> **Records**
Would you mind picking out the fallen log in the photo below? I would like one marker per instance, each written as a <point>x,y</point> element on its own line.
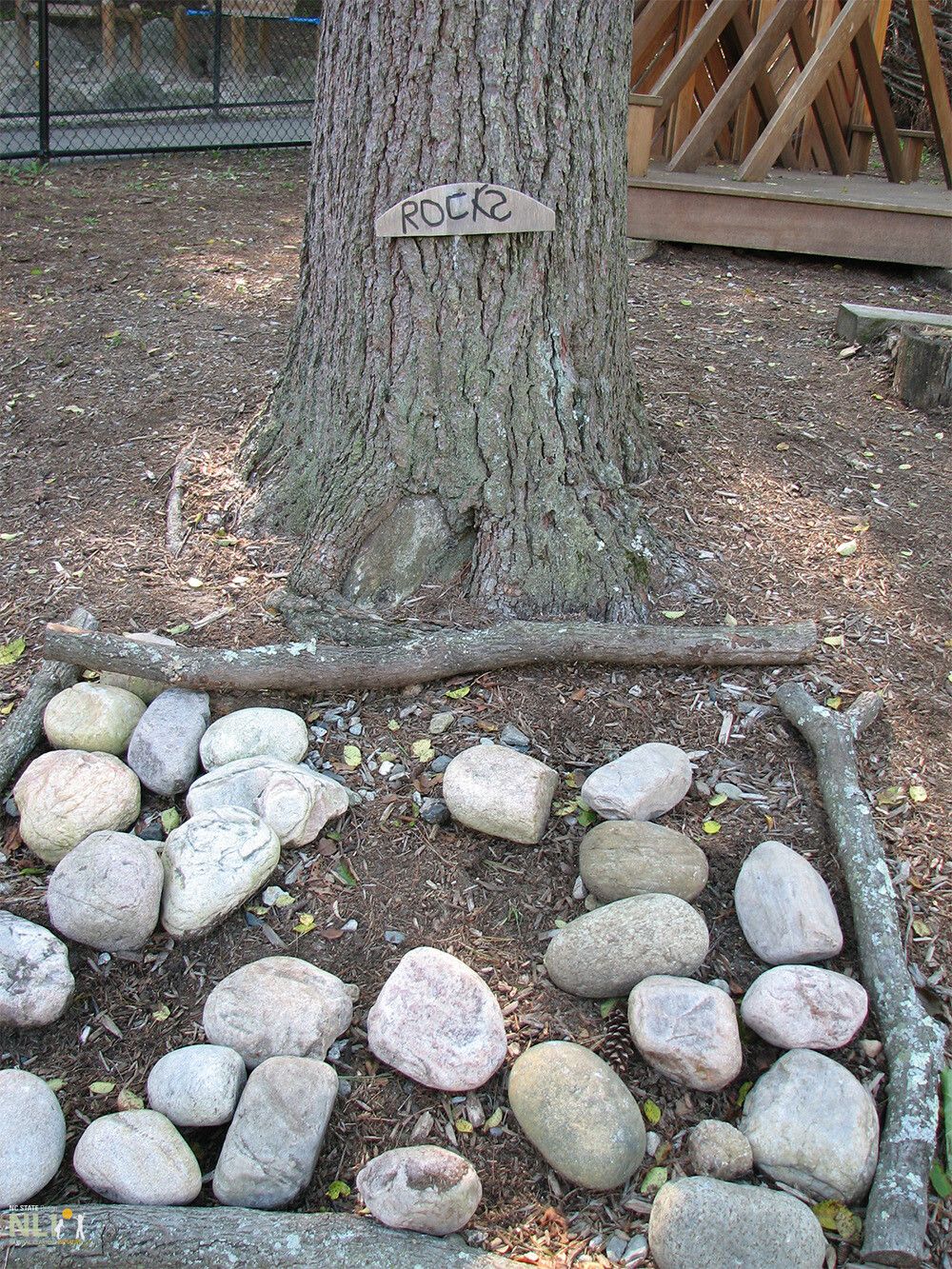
<point>188,1238</point>
<point>322,667</point>
<point>897,1211</point>
<point>25,726</point>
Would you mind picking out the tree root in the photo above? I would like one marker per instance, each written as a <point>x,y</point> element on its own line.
<point>898,1207</point>
<point>25,726</point>
<point>314,667</point>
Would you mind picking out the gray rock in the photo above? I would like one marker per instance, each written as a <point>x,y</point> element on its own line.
<point>578,1115</point>
<point>805,1006</point>
<point>421,1188</point>
<point>93,719</point>
<point>254,734</point>
<point>164,746</point>
<point>685,1031</point>
<point>640,784</point>
<point>605,952</point>
<point>36,983</point>
<point>621,858</point>
<point>784,907</point>
<point>137,1157</point>
<point>700,1223</point>
<point>718,1149</point>
<point>438,1021</point>
<point>212,864</point>
<point>106,892</point>
<point>811,1124</point>
<point>67,795</point>
<point>32,1136</point>
<point>197,1086</point>
<point>272,1146</point>
<point>278,1006</point>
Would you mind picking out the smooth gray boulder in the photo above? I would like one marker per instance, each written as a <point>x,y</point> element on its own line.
<point>272,1146</point>
<point>164,746</point>
<point>700,1222</point>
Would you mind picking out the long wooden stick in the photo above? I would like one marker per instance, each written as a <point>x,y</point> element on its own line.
<point>23,728</point>
<point>319,667</point>
<point>898,1208</point>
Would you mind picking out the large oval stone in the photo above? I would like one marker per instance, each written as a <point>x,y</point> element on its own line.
<point>278,1006</point>
<point>106,892</point>
<point>687,1031</point>
<point>811,1124</point>
<point>32,1136</point>
<point>423,1188</point>
<point>784,907</point>
<point>699,1222</point>
<point>254,734</point>
<point>578,1115</point>
<point>137,1157</point>
<point>36,983</point>
<point>212,864</point>
<point>621,858</point>
<point>805,1006</point>
<point>272,1146</point>
<point>605,952</point>
<point>67,795</point>
<point>501,792</point>
<point>91,717</point>
<point>438,1021</point>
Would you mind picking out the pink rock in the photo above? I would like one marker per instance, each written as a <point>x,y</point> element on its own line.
<point>438,1021</point>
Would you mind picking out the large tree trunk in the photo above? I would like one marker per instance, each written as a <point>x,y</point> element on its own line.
<point>465,406</point>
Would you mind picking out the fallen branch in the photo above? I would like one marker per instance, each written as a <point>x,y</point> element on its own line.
<point>898,1208</point>
<point>171,1238</point>
<point>25,726</point>
<point>322,667</point>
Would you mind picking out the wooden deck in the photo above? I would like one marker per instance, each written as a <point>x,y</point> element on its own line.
<point>859,217</point>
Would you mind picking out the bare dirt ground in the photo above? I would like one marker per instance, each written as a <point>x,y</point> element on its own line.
<point>145,304</point>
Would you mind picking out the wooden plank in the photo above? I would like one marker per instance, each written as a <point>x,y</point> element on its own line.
<point>933,80</point>
<point>802,96</point>
<point>744,76</point>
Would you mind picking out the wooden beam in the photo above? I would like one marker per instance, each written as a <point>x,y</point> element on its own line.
<point>744,76</point>
<point>933,80</point>
<point>798,102</point>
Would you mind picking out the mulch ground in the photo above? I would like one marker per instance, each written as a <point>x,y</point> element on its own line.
<point>145,307</point>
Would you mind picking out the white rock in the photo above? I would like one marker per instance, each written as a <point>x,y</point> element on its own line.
<point>254,734</point>
<point>67,795</point>
<point>811,1124</point>
<point>423,1188</point>
<point>605,952</point>
<point>805,1006</point>
<point>32,1136</point>
<point>272,1146</point>
<point>501,792</point>
<point>106,892</point>
<point>718,1149</point>
<point>197,1086</point>
<point>91,717</point>
<point>164,746</point>
<point>36,983</point>
<point>437,1021</point>
<point>642,784</point>
<point>784,907</point>
<point>212,864</point>
<point>137,1157</point>
<point>278,1006</point>
<point>687,1031</point>
<point>699,1222</point>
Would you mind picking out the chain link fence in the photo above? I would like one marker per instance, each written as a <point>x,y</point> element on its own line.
<point>112,77</point>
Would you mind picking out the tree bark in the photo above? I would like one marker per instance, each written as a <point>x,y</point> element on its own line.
<point>465,407</point>
<point>897,1211</point>
<point>320,667</point>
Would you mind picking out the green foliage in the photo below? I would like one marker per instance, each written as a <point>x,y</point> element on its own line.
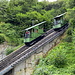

> **What the exercise asks**
Render all of the material above as a Markdown table with the columns Number and Content, one row per line, omitting blank lines and the pictures.

> **Response**
| Number | Content |
|---|---|
| 1 | Would you mind picking out the fallen log in the photo below? I would like one marker per instance, each written as a <point>x,y</point> element on its own line. |
| 2 | <point>188,1238</point> |
| 3 | <point>322,667</point> |
| 4 | <point>897,1211</point> |
| 5 | <point>25,726</point> |
| 6 | Would you mind picking out the tree root in the photo above? I would like one marker per instance, each written as a <point>x,y</point> element on its own line. |
| 7 | <point>898,1207</point> |
| 8 | <point>25,726</point> |
| 9 | <point>314,667</point> |
| 10 | Would you mind picking out the gray rock in the photo above? I would like one marker per instance, each written as a <point>x,y</point> element on its own line. |
| 11 | <point>578,1115</point> |
| 12 | <point>805,1006</point> |
| 13 | <point>421,1188</point> |
| 14 | <point>93,719</point> |
| 15 | <point>254,734</point> |
| 16 | <point>164,746</point> |
| 17 | <point>685,1031</point> |
| 18 | <point>640,784</point> |
| 19 | <point>605,952</point> |
| 20 | <point>36,983</point> |
| 21 | <point>621,858</point> |
| 22 | <point>784,907</point> |
| 23 | <point>137,1157</point> |
| 24 | <point>700,1223</point> |
| 25 | <point>718,1149</point> |
| 26 | <point>438,1021</point> |
| 27 | <point>212,864</point> |
| 28 | <point>106,892</point> |
| 29 | <point>811,1124</point> |
| 30 | <point>67,795</point> |
| 31 | <point>32,1136</point> |
| 32 | <point>197,1086</point> |
| 33 | <point>272,1146</point> |
| 34 | <point>278,1006</point> |
| 35 | Would you mind picking out the smooth gray boulder in the photo above? I would like one marker per instance, each written as a <point>x,y</point> element on its own line. |
| 36 | <point>272,1146</point> |
| 37 | <point>164,746</point> |
| 38 | <point>700,1222</point> |
| 39 | Would you mind picking out the long wooden stick in the photo above? I would like one marker per instance, each written as a <point>x,y</point> element on its own line. |
| 40 | <point>23,728</point> |
| 41 | <point>319,667</point> |
| 42 | <point>898,1208</point> |
| 43 | Would you mind picking out the large oval stone in the photo above? I would like one marker per instance, each written as a <point>x,y</point> element on its own line. |
| 44 | <point>278,1006</point> |
| 45 | <point>106,892</point> |
| 46 | <point>687,1031</point> |
| 47 | <point>811,1124</point> |
| 48 | <point>32,1136</point> |
| 49 | <point>423,1188</point> |
| 50 | <point>784,907</point> |
| 51 | <point>699,1222</point> |
| 52 | <point>254,734</point> |
| 53 | <point>578,1115</point> |
| 54 | <point>137,1157</point> |
| 55 | <point>36,983</point> |
| 56 | <point>212,864</point> |
| 57 | <point>621,858</point> |
| 58 | <point>805,1006</point> |
| 59 | <point>272,1146</point> |
| 60 | <point>605,952</point> |
| 61 | <point>67,795</point> |
| 62 | <point>501,792</point> |
| 63 | <point>91,717</point> |
| 64 | <point>438,1021</point> |
| 65 | Would you mind picking out the pink rock in the photo above? I would like one marker per instance, each written as a <point>x,y</point> element on its own line. |
| 66 | <point>438,1021</point> |
| 67 | Would you mind picking out the large tree trunk in the photo above? I would like one marker per instance, each written as a <point>x,y</point> element on its own line. |
| 68 | <point>465,406</point> |
| 69 | Would you mind picking out the fallen branch in the photo above? I would like one marker per instance, each written as a <point>x,y</point> element on its own line. |
| 70 | <point>898,1208</point> |
| 71 | <point>171,1238</point> |
| 72 | <point>25,726</point> |
| 73 | <point>322,667</point> |
| 74 | Would you mind picking out the wooden deck in the photo above? I would like one marker per instance, each written as a <point>x,y</point> element on its own line. |
| 75 | <point>859,217</point> |
| 76 | Would you mind picking out the bare dirt ground in the photo above? I would like one marker per instance, each written as a <point>x,y</point> element on its own line. |
| 77 | <point>145,304</point> |
| 78 | Would you mind picking out the wooden plank in the photo above? I would like one marker per instance, each written as a <point>x,y</point> element on its own line. |
| 79 | <point>933,80</point> |
| 80 | <point>802,96</point> |
| 81 | <point>744,76</point> |
| 82 | Would you mind picking out the wooden beam in the photo above? I would like one marker per instance, each written as a <point>x,y</point> element on its own line. |
| 83 | <point>744,76</point> |
| 84 | <point>933,80</point> |
| 85 | <point>798,102</point> |
| 86 | Would you mind picking out the mulch ground in the photo above? I would like one marker per instance, each written as a <point>x,y</point> element on its own line. |
| 87 | <point>145,307</point> |
| 88 | Would you mind picking out the white rock in the photo above? I would like one marker per instance, each written as a <point>x,y</point> element on its own line. |
| 89 | <point>254,734</point> |
| 90 | <point>67,795</point> |
| 91 | <point>811,1124</point> |
| 92 | <point>423,1188</point> |
| 93 | <point>605,952</point> |
| 94 | <point>805,1006</point> |
| 95 | <point>32,1136</point> |
| 96 | <point>272,1146</point> |
| 97 | <point>501,792</point> |
| 98 | <point>106,892</point> |
| 99 | <point>718,1149</point> |
| 100 | <point>197,1086</point> |
| 101 | <point>91,717</point> |
| 102 | <point>164,746</point> |
| 103 | <point>36,983</point> |
| 104 | <point>437,1021</point> |
| 105 | <point>642,784</point> |
| 106 | <point>784,907</point> |
| 107 | <point>212,864</point> |
| 108 | <point>137,1157</point> |
| 109 | <point>278,1006</point> |
| 110 | <point>687,1031</point> |
| 111 | <point>699,1222</point> |
| 112 | Would you mind picking out the chain link fence in the photo above? I would like one marker per instance, each written as a <point>x,y</point> element on its own line. |
| 113 | <point>112,77</point> |
| 114 | Would you mind picking out the tree bark in the photo above? I would like one marker per instance, each written as a <point>x,y</point> element on its own line. |
| 115 | <point>465,407</point> |
| 116 | <point>897,1211</point> |
| 117 | <point>320,667</point> |
| 118 | Would you mind picking out the green foliage in the photo below? I would like one marker per instance, each written as a <point>x,y</point> element on its own line. |